■ Directions for this task
Please render the rows as a two-column CSV with the columns text and answer, covering only the part that opens with the line containing "band visible in it." and closes with the end of the rows. Give one CSV line per row, with each field quoted and its line breaks turned into spaces.

-- start --

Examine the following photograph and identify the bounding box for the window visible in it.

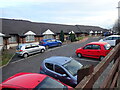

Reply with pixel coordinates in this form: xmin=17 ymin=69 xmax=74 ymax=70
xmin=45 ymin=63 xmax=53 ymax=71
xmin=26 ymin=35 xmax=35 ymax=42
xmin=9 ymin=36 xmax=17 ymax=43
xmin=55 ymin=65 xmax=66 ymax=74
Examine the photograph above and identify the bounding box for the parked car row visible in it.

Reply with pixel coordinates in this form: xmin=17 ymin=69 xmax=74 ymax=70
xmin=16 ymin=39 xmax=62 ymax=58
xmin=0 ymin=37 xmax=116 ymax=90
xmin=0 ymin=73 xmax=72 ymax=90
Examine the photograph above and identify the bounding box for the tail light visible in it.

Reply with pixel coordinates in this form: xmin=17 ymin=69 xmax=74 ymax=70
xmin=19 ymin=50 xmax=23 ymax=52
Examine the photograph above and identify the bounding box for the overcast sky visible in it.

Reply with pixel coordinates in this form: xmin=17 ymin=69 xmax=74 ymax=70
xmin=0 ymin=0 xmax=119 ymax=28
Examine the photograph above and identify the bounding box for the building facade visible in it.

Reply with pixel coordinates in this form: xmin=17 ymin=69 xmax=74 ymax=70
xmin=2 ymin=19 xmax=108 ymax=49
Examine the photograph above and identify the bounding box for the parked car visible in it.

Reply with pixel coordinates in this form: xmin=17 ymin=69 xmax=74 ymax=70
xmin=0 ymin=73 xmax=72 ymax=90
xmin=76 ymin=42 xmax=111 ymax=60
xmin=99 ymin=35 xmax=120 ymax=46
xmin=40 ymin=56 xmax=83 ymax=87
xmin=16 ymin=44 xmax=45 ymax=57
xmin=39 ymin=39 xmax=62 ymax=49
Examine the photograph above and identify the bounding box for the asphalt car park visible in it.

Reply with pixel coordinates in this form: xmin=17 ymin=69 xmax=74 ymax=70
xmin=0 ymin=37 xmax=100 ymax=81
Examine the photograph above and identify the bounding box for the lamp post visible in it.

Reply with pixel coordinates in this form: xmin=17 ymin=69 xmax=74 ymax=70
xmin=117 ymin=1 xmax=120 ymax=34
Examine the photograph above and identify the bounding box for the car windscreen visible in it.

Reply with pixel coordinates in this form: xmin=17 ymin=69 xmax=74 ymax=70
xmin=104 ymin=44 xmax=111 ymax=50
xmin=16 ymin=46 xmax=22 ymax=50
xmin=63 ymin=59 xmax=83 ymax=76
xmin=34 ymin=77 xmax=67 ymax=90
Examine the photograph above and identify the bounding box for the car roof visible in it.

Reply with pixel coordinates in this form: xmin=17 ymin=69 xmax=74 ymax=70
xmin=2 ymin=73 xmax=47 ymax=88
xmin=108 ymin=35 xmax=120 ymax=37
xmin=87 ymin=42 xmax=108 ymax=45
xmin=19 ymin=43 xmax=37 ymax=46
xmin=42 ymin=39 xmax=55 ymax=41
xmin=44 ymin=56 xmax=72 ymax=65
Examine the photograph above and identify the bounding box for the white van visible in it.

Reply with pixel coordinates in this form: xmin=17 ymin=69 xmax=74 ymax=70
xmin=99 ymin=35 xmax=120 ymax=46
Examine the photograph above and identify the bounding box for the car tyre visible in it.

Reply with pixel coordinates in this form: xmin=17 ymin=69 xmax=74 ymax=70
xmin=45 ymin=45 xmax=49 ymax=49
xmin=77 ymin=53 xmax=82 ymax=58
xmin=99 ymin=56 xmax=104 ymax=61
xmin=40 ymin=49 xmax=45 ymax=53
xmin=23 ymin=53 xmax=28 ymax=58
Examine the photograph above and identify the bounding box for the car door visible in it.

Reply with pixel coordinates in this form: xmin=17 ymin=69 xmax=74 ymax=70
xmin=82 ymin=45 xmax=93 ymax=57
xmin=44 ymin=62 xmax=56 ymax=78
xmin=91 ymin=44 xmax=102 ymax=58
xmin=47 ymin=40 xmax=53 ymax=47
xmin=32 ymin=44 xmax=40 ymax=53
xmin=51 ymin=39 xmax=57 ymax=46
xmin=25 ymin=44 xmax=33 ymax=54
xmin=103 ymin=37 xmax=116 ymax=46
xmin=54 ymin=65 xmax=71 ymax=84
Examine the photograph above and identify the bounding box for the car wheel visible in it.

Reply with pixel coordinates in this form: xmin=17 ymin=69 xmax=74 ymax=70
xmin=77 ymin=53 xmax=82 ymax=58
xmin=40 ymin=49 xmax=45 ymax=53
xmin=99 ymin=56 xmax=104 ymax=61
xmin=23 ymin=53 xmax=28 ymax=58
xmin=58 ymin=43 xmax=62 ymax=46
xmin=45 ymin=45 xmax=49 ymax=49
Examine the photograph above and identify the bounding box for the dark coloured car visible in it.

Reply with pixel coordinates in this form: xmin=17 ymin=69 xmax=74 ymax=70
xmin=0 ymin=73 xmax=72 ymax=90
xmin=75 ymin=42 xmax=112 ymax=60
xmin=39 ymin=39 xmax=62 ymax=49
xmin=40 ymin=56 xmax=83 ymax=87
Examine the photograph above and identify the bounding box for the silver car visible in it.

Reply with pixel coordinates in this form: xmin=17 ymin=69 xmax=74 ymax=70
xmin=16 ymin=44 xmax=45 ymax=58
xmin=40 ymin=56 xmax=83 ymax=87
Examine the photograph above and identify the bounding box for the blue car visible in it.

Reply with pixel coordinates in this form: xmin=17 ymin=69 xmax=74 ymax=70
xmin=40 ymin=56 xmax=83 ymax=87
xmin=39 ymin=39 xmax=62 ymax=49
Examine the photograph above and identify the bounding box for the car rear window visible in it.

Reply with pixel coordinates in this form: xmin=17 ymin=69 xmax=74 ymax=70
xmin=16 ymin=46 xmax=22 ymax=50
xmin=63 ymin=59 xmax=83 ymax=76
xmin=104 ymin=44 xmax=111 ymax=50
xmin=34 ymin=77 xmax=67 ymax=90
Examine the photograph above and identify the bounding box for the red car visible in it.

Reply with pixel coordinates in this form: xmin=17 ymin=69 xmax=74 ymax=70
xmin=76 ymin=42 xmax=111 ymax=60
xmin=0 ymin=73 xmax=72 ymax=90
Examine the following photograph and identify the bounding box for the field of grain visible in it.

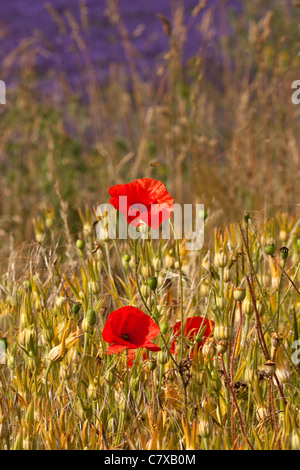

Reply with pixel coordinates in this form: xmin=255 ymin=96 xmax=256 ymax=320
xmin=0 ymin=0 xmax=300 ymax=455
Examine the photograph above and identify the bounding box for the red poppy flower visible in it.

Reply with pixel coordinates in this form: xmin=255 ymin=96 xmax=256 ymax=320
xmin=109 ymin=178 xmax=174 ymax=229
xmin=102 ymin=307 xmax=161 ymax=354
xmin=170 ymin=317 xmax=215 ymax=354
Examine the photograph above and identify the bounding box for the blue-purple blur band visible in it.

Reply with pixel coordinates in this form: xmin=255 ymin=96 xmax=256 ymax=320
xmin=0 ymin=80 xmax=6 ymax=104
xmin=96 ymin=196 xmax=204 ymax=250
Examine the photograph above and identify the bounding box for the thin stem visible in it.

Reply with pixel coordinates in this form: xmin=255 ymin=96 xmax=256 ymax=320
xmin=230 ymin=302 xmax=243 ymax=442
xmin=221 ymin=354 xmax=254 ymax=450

-- end --

■ Response for this exercise
text,answer
"Examine the photograph above and identify the bounding box for the blue-purple blur band visible in it. Reply with pixel coordinates in this form: xmin=255 ymin=96 xmax=256 ymax=320","xmin=0 ymin=80 xmax=6 ymax=104 xmin=96 ymin=196 xmax=204 ymax=250"
"Examine the photograph above and identify the bounding box for the thin stem visible in it. Reply with pixel coordinates in this form: xmin=255 ymin=96 xmax=256 ymax=320","xmin=230 ymin=302 xmax=243 ymax=442 xmin=221 ymin=354 xmax=254 ymax=450"